Can you copy out all of the material below, every line word for word?

━━ DATA ━━

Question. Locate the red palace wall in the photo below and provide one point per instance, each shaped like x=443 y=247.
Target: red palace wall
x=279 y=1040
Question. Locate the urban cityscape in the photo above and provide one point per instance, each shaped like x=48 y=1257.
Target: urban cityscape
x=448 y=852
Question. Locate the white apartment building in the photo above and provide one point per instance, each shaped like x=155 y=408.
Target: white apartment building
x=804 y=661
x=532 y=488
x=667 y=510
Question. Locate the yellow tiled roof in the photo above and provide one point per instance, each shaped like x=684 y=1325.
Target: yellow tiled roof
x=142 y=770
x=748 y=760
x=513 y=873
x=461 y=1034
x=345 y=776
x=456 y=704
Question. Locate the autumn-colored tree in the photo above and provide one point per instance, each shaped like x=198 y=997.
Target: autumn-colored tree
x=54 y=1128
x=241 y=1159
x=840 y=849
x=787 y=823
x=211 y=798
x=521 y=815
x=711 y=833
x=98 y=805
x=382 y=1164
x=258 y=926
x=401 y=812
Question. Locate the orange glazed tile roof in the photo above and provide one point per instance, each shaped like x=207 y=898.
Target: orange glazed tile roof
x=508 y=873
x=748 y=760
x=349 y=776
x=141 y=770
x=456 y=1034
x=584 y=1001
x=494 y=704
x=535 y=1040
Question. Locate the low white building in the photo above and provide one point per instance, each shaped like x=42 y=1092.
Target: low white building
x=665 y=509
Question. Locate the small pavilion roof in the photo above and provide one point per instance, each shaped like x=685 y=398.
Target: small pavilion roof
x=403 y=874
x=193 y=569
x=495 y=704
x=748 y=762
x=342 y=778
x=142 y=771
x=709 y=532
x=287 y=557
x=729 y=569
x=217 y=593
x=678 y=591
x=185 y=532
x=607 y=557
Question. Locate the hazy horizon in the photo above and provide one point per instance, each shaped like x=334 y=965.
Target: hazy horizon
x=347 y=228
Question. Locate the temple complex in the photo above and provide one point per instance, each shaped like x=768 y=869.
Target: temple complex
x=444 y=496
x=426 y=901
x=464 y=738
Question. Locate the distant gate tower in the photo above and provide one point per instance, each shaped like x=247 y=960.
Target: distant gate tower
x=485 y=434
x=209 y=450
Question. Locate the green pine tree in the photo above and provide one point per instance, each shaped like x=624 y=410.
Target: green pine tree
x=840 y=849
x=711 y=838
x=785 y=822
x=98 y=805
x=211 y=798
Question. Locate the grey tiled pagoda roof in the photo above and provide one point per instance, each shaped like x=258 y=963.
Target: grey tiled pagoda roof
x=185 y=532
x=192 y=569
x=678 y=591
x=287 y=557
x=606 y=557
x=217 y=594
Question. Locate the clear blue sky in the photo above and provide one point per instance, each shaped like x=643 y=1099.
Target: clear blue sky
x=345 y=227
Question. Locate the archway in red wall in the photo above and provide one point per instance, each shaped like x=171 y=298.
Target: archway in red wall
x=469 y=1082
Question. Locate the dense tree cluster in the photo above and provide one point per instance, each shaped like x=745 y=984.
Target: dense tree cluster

━━━

**WRITTEN SOLUTION:**
Question. Locate the red palace wall in the photo below and provide one point per instance, each shaped like x=443 y=247.
Target: red palace wall
x=279 y=1040
Question. Locate the urban cityscape in the photo above and provide one point per instance, each shaped like x=48 y=1257.
Target: urban cityscape
x=448 y=852
Question. Locate the white apartment building in the photo above and provide one point per instance, each shaped like x=155 y=408.
Target: white apartment building
x=804 y=661
x=532 y=488
x=667 y=510
Question. Locate the yellow tiled roof in the photo above and provide one point per instance, each shaped like x=684 y=1325.
Target: yellow tiled roof
x=142 y=770
x=748 y=760
x=513 y=873
x=461 y=1034
x=345 y=776
x=456 y=704
Question. Locate the autumn-colored tree in the photo above and provide one point per instance, each shaped like x=198 y=997.
Target: autumn-colored tree
x=54 y=1128
x=241 y=1159
x=840 y=849
x=787 y=823
x=211 y=798
x=521 y=815
x=711 y=833
x=98 y=805
x=382 y=1164
x=258 y=926
x=401 y=812
Question. Locate the orange glazed tile roof in the photo above and provide one point per instance, each shaped like x=207 y=898.
Target: orange glazed tile roof
x=508 y=873
x=748 y=760
x=349 y=776
x=141 y=770
x=456 y=1034
x=584 y=1001
x=494 y=704
x=535 y=1040
Question. Locate the low white building in the photo above and provide one point per instance, each shaped like x=42 y=1092.
Target: low white building
x=665 y=509
Question. Locate the small pavilion roof in the photo above and provide one point per instance, each shaped like x=685 y=398.
Target: small pavilion roof
x=403 y=874
x=193 y=569
x=495 y=704
x=748 y=762
x=342 y=778
x=142 y=771
x=709 y=532
x=287 y=557
x=729 y=569
x=217 y=593
x=678 y=591
x=185 y=532
x=607 y=557
Question. Locate the hazy horizon in the photo above and provide one point per instance, each shaped like x=334 y=965.
Target: hazy horizon
x=347 y=228
Question. Locate the temple complex in the photo above and provide one point per instance, each shaped like x=768 y=869.
Target: temple complex
x=444 y=496
x=426 y=901
x=464 y=738
Question. Locate the distant gate tower in the photo above and provide one point per instance, each shaped like x=247 y=960.
Target: distant gate tower
x=485 y=434
x=209 y=450
Question. Locate the green pine tree in the photo above and provide one point per instance, each shaped like x=624 y=410.
Target: green pine tree
x=840 y=849
x=711 y=838
x=785 y=822
x=98 y=805
x=211 y=798
Question. Locate the grey tiled pagoda roof in the photo above and provide one point per instance, each shaped like x=258 y=963.
Target: grey tiled pagoda roof
x=185 y=532
x=192 y=569
x=678 y=591
x=287 y=557
x=606 y=557
x=217 y=594
Question. Locate the clear blue sky in the photo above and provide one point per instance, each shaped like x=643 y=1099.
Target: clear blue sky
x=345 y=227
Question. Locate the archway in red wall in the photo above and provide one point per instance, each shaped like x=171 y=298.
Target: archway in red wall
x=469 y=1082
Question. Locate the dense tree cluster in the photo above and provide one point per instance, each shaped like x=745 y=984.
Target: dense tree cluster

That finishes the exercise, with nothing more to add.